Data in this exercise
________
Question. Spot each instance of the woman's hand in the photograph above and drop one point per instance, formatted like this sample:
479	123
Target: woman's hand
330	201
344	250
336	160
________
Exercise brief
Would you transcribe the listing word for word?

Answer for the task
Question. Spot each instance of the woman's hand in the photograph above and drop one point per instance, formatted like this sample:
479	123
Target: woman's hand
330	201
344	250
336	160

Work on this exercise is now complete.